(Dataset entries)
+++

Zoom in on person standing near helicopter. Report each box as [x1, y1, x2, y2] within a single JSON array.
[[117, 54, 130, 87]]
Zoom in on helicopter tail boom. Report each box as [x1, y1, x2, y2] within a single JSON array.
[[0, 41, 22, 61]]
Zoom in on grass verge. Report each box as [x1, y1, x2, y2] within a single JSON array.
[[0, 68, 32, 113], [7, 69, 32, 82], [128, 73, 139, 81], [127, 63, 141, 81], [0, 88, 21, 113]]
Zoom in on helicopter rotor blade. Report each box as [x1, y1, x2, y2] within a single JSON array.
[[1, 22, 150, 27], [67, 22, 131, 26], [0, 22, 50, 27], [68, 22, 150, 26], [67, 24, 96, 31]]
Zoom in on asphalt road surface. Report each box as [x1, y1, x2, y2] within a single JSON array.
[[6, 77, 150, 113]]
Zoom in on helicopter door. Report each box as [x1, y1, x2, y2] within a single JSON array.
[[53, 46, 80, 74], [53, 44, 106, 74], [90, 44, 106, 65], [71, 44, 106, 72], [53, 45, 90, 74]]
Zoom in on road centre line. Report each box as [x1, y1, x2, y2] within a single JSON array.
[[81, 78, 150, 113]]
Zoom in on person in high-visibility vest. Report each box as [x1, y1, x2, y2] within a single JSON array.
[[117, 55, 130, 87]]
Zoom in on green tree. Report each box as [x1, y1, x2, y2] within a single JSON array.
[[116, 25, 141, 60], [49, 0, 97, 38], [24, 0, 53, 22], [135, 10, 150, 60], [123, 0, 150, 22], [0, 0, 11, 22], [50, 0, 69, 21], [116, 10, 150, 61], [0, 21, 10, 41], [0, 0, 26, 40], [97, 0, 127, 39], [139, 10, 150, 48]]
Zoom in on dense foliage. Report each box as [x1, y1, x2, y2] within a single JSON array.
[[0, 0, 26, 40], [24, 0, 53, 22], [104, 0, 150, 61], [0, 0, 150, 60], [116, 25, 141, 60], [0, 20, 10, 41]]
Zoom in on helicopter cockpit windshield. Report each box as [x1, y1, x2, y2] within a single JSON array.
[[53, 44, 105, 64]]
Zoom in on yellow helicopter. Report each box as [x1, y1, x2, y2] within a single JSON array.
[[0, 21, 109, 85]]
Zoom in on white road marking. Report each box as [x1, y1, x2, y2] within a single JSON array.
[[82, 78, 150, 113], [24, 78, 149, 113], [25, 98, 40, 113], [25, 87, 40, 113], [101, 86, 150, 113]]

+++

The records above should be duplicated in full, exactly as given.

Zoom in on person standing near helicopter. Report each box as [x1, y1, x2, y2] within a single JSON array.
[[117, 54, 130, 87]]
Zoom in on helicopter tail boom. Report each box as [x1, y1, x2, y2] within a single JSON array.
[[0, 41, 22, 61]]
Zoom in on grass verge. Report each box as [x1, y1, x2, y2] within a single JSON array.
[[0, 68, 32, 113], [7, 69, 32, 82], [128, 73, 139, 81], [127, 63, 141, 81], [0, 88, 21, 113]]
Zoom in on helicopter rotor blade. Report each box as [x1, y1, x2, y2] within a single JSON array.
[[1, 22, 150, 27], [67, 22, 131, 26], [0, 22, 50, 27], [68, 22, 150, 26], [67, 24, 96, 31]]
Zoom in on asphalt road surface. Report each box as [x1, y1, x2, y2] within a single JSON array.
[[6, 77, 150, 113]]
Zoom in on helicopter door. Report each box as [x1, y1, x2, y2] within a single JSON array.
[[53, 46, 80, 74], [53, 44, 106, 74], [90, 44, 106, 65], [71, 44, 106, 72], [53, 45, 90, 74]]
Zoom in on road centre line. Report each box as [x1, y1, x2, y2] within a single JSON array.
[[81, 78, 150, 113]]
Zoom in on person in high-visibility vest. Report each box as [x1, y1, x2, y2] within a single JSON array.
[[117, 55, 130, 87]]
Zoom in on green tree. Report each box as [x1, y1, x2, y2] within a single JSON array.
[[116, 25, 141, 60], [49, 0, 97, 38], [24, 0, 53, 22], [135, 10, 150, 60], [123, 0, 150, 22], [0, 0, 11, 22], [50, 0, 69, 21], [116, 10, 150, 61], [0, 21, 10, 41], [0, 0, 26, 40], [97, 0, 127, 39], [139, 10, 150, 48]]
Zoom in on dense foliage. Report each box as [x1, y1, x2, y2] within a single JSON array.
[[0, 0, 26, 40], [24, 0, 53, 22], [104, 0, 150, 61], [0, 0, 150, 60], [116, 25, 141, 60], [0, 20, 10, 41]]
Zoom in on helicopter cockpit windshield. Report each box as [x1, y1, x2, y2] within a single JSON array.
[[53, 44, 105, 64]]
Zoom in on yellow helicopter. Report each box as [x1, y1, x2, y2] within a single JSON array.
[[0, 21, 109, 85]]
Zoom in on white road marking. Report each box as [x1, y1, x2, y2] within a single JSON array.
[[82, 78, 150, 113], [24, 78, 149, 113], [25, 98, 40, 113], [25, 87, 40, 113], [101, 86, 150, 113]]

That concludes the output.